* **Entries supplied**:
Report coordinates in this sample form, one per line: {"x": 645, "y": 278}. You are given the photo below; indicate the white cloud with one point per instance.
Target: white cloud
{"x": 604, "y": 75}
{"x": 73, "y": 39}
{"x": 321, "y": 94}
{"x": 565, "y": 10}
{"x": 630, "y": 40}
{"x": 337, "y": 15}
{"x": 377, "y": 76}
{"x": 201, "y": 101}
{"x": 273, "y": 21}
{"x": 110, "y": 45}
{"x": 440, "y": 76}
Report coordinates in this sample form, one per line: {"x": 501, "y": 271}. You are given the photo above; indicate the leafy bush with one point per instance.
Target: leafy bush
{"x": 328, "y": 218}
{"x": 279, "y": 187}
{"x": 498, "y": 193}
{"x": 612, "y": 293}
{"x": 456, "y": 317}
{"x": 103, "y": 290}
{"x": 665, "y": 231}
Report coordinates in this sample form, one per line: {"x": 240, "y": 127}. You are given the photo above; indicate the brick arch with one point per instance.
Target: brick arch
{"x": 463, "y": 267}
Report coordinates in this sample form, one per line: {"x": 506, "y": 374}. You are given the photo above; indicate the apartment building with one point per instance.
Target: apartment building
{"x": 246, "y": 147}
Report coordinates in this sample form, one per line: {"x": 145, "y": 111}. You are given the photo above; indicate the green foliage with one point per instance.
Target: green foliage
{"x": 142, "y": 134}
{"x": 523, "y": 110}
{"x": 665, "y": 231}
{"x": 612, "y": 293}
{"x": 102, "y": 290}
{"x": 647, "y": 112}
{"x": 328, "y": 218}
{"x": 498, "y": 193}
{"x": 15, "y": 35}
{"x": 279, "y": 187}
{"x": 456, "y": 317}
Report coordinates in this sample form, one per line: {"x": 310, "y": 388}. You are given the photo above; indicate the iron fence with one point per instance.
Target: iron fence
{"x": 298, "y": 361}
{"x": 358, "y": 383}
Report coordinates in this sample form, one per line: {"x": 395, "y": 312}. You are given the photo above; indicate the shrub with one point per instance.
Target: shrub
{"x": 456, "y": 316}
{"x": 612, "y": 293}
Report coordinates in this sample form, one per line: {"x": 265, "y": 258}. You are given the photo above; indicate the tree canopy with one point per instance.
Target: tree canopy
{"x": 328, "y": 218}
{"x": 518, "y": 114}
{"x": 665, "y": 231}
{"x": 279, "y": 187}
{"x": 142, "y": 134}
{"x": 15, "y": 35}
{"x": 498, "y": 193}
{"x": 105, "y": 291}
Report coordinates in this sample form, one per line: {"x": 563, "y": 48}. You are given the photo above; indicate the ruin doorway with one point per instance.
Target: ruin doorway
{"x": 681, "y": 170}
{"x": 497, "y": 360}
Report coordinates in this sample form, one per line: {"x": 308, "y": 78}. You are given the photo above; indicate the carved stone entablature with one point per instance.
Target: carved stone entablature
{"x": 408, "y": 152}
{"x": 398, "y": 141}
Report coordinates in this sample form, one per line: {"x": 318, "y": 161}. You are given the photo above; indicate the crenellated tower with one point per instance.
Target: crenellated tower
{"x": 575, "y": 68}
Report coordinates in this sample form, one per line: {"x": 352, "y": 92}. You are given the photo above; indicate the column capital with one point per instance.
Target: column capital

* **Activity**: Please copy the whole of the material exactly as written.

* **Reply**:
Report coordinates in this sample form, one per line: {"x": 645, "y": 278}. You are given the photo below; indicate the white cloud with one point per instance.
Target: white cloud
{"x": 604, "y": 75}
{"x": 73, "y": 39}
{"x": 321, "y": 94}
{"x": 565, "y": 10}
{"x": 630, "y": 40}
{"x": 337, "y": 15}
{"x": 377, "y": 76}
{"x": 201, "y": 101}
{"x": 273, "y": 21}
{"x": 110, "y": 45}
{"x": 440, "y": 76}
Report coordinates in this sample form, one per line: {"x": 501, "y": 271}. You are given the photo above; indicate the leafy bush with one point per instance.
Target: leafy bush
{"x": 328, "y": 218}
{"x": 279, "y": 187}
{"x": 498, "y": 193}
{"x": 612, "y": 293}
{"x": 456, "y": 317}
{"x": 103, "y": 290}
{"x": 665, "y": 231}
Report coordinates in this sample form, one per line: {"x": 240, "y": 127}. You are given the photo above; indicate the brick arch with one point per instance.
Target: brick arch
{"x": 463, "y": 267}
Report coordinates in this sample form, one per line: {"x": 506, "y": 374}. You are given the photo above; indicate the apartment building with one point per instance.
Target: apartment building
{"x": 246, "y": 147}
Report coordinates in this sample form, one per line: {"x": 145, "y": 111}. You are given the photo above; indicate the green foliage with one point per instance.
Target: green foliage
{"x": 142, "y": 134}
{"x": 523, "y": 110}
{"x": 665, "y": 231}
{"x": 612, "y": 293}
{"x": 102, "y": 290}
{"x": 647, "y": 112}
{"x": 328, "y": 218}
{"x": 498, "y": 193}
{"x": 15, "y": 35}
{"x": 279, "y": 187}
{"x": 456, "y": 317}
Report coordinates in this sample form, one per line: {"x": 310, "y": 388}. You are given the photo above; indicate the iron fence with one point per instance.
Target: iron fence
{"x": 298, "y": 361}
{"x": 358, "y": 383}
Report coordinates in this sample form, one per line: {"x": 395, "y": 312}. You are given the photo above; indicate the shrub with one point per instance.
Target: shrub
{"x": 456, "y": 316}
{"x": 612, "y": 293}
Report coordinates in this sample form, one per line: {"x": 265, "y": 258}. You are given the photo above; indicate the tree canopy with one point per instance.
Target: tree canopy
{"x": 328, "y": 218}
{"x": 518, "y": 114}
{"x": 665, "y": 231}
{"x": 279, "y": 187}
{"x": 142, "y": 134}
{"x": 15, "y": 35}
{"x": 498, "y": 193}
{"x": 105, "y": 291}
Report coordinates in this sample form, one per line: {"x": 563, "y": 48}. You are given the photo above; indicate the ruin doorway with one point per instance.
Target: ruin doorway
{"x": 681, "y": 170}
{"x": 497, "y": 360}
Report coordinates in this sample form, one per line: {"x": 308, "y": 78}. You are given the photo above; indicate the carved stone entablature with one point per instance.
Target: carved stone entablature
{"x": 408, "y": 152}
{"x": 398, "y": 141}
Report coordinates in this sample form, one per line: {"x": 318, "y": 161}. You are given the photo above; indicate the crenellated tower with one point per instance.
Target: crenellated tower
{"x": 575, "y": 68}
Report coordinates in this sample form, one per line: {"x": 352, "y": 92}. You are given the photo above; indicate the column capital with one point per instance.
Target: column capital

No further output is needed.